*Work order:* Could you copy every line in the listing below that has the word "main"?
Listed entries Block Start
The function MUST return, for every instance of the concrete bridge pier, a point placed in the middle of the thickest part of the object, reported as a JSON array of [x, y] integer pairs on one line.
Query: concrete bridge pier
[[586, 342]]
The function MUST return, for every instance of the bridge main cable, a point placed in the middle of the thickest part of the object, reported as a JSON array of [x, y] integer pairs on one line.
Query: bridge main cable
Listed entries Block End
*Answer to the problem:*
The function MUST return, for every instance of the bridge main cable, a point placed in the middle of the thickest part of the object, reported as a JSON array of [x, y] integer pairs on one line.
Query: bridge main cable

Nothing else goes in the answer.